**PAGE EXCERPT**
=== Begin Enclosure ===

Dear reader, bad-mouthing the Commission’s proposal on fixing Social Security might be the most bipartisan effort in the history of Washington DC. Alan Simpson, the Republican Co-Chair of the Commission, half joked on Thursday, “We’re entering the witness protection program.”
Simpson and his Commission colleagues forgot they were in the business of politics. And politics, of course, is the business of being re-elected. It doesn’t matter if none of the changes proposed would be felt for years, and that not a single current Social Security beneficiary would be affected. What does matter is that Nancy Pelosi, Jim DeMint, Bernie Sanders and all their brood can hear the 2012 campaign ads already… “Pelosi voted to CUT your Social Security benefits”… “Jim DeMint abandoned his Republican roots and voted to RAISE your Social Security taxes,” and on and on.

=== End Enclosure ===

**WHAT THIS TASK INVOLVES**
Reproduce word for word everything in the Social Security commentary from "Simpson and his" down to "and on and on.".

**Referring expression data based on photos**
=== Begin Enclosure ===

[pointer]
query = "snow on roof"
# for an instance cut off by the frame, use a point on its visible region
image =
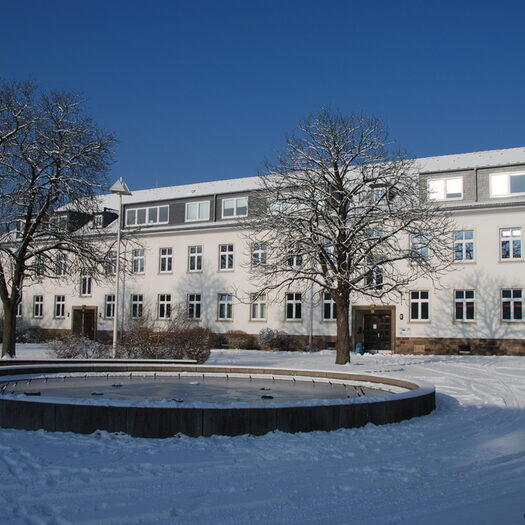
(478, 159)
(461, 161)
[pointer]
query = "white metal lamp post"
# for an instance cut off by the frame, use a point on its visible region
(119, 188)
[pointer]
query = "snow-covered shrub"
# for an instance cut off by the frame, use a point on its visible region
(75, 347)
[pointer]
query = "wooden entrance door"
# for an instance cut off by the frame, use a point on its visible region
(377, 331)
(84, 322)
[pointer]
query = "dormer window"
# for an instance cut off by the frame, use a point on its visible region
(507, 184)
(234, 207)
(445, 189)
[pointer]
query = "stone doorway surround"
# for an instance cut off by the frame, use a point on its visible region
(84, 321)
(374, 320)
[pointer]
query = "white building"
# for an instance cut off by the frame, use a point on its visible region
(192, 253)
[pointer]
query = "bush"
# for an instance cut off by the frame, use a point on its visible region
(75, 347)
(179, 339)
(273, 339)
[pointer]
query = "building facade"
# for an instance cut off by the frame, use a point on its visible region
(189, 254)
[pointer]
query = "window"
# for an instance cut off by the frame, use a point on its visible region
(198, 211)
(194, 306)
(510, 242)
(109, 306)
(464, 306)
(259, 254)
(137, 303)
(507, 184)
(419, 251)
(165, 260)
(38, 305)
(137, 262)
(149, 215)
(512, 304)
(293, 306)
(111, 263)
(464, 246)
(225, 307)
(19, 307)
(258, 306)
(164, 306)
(85, 282)
(195, 258)
(61, 264)
(226, 257)
(329, 308)
(445, 189)
(295, 258)
(235, 207)
(419, 306)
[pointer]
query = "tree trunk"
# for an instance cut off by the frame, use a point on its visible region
(9, 335)
(343, 340)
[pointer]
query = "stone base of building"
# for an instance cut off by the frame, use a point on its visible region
(442, 345)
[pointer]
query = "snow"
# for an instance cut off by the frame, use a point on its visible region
(464, 463)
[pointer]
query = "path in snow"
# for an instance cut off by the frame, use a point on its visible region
(464, 463)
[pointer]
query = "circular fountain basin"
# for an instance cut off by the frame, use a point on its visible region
(163, 399)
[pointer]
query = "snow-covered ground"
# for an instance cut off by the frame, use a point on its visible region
(463, 464)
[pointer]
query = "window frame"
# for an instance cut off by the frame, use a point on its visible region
(258, 306)
(196, 257)
(225, 305)
(419, 301)
(512, 305)
(293, 304)
(511, 242)
(226, 256)
(235, 208)
(194, 302)
(59, 310)
(38, 306)
(198, 204)
(463, 243)
(167, 259)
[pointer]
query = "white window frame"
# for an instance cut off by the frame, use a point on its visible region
(515, 299)
(226, 257)
(465, 299)
(293, 310)
(165, 260)
(501, 184)
(137, 306)
(461, 243)
(441, 189)
(138, 261)
(164, 306)
(328, 306)
(203, 211)
(235, 207)
(224, 307)
(109, 306)
(419, 300)
(147, 213)
(38, 306)
(259, 254)
(195, 258)
(86, 283)
(60, 306)
(258, 307)
(194, 306)
(513, 235)
(60, 264)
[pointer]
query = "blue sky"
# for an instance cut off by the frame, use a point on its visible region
(203, 90)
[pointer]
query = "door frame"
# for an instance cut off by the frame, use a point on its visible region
(358, 315)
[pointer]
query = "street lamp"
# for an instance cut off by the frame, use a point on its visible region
(119, 188)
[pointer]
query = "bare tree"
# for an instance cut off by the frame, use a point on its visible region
(53, 161)
(341, 212)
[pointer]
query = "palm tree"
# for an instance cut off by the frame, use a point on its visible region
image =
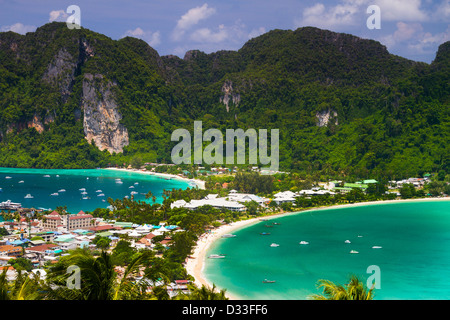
(203, 293)
(99, 281)
(354, 290)
(23, 288)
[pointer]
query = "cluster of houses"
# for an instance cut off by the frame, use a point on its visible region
(233, 201)
(54, 235)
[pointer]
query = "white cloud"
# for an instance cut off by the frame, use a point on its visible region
(206, 35)
(191, 18)
(58, 15)
(353, 12)
(18, 28)
(343, 14)
(152, 38)
(442, 11)
(402, 10)
(413, 38)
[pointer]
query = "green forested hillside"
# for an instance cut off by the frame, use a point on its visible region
(388, 116)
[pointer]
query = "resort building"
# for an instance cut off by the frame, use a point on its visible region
(210, 200)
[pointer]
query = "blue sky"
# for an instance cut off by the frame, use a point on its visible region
(409, 28)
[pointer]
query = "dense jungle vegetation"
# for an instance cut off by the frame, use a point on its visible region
(389, 116)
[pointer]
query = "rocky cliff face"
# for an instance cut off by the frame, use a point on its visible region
(101, 116)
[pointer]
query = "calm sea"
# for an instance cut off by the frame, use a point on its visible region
(46, 187)
(413, 261)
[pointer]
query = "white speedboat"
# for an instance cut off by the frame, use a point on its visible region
(216, 256)
(274, 245)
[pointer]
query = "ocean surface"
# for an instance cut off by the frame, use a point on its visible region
(46, 187)
(411, 254)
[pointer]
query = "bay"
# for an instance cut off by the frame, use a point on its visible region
(412, 252)
(80, 189)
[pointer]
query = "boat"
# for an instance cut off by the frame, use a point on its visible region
(228, 235)
(216, 256)
(274, 245)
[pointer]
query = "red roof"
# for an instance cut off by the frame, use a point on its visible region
(42, 247)
(80, 215)
(54, 215)
(102, 227)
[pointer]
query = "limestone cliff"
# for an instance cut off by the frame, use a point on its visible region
(227, 90)
(101, 115)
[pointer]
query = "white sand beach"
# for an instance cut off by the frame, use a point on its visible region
(195, 264)
(199, 183)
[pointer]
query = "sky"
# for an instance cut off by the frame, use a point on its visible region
(413, 29)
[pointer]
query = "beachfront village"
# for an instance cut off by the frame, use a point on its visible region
(150, 244)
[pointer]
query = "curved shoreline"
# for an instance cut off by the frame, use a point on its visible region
(196, 262)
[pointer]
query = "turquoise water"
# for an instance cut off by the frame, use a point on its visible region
(42, 183)
(414, 258)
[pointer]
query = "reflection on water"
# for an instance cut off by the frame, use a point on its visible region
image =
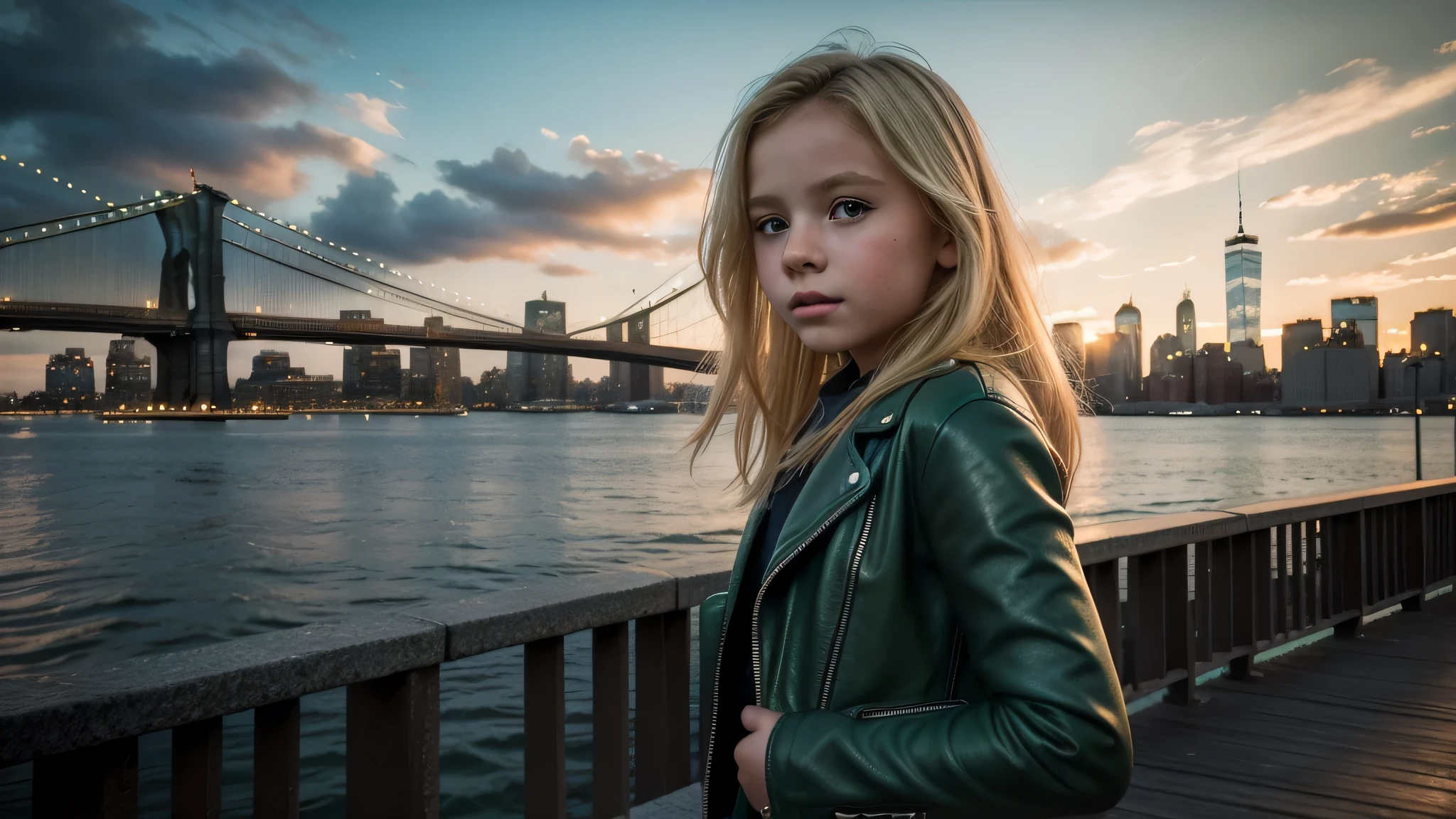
(132, 540)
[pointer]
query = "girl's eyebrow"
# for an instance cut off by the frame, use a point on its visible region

=== End Enclosure ===

**EXPECTED OUTPUT**
Simpson and his Commission colleagues forgot they were in the business of politics. And politics, of course, is the business of being re-elected. It doesn’t matter if none of the changes proposed would be felt for years, and that not a single current Social Security beneficiary would be affected. What does matter is that Nancy Pelosi, Jim DeMint, Bernie Sanders and all their brood can hear the 2012 campaign ads already… “Pelosi voted to CUT your Social Security benefits”… “Jim DeMint abandoned his Republican roots and voted to RAISE your Social Security taxes,” and on and on.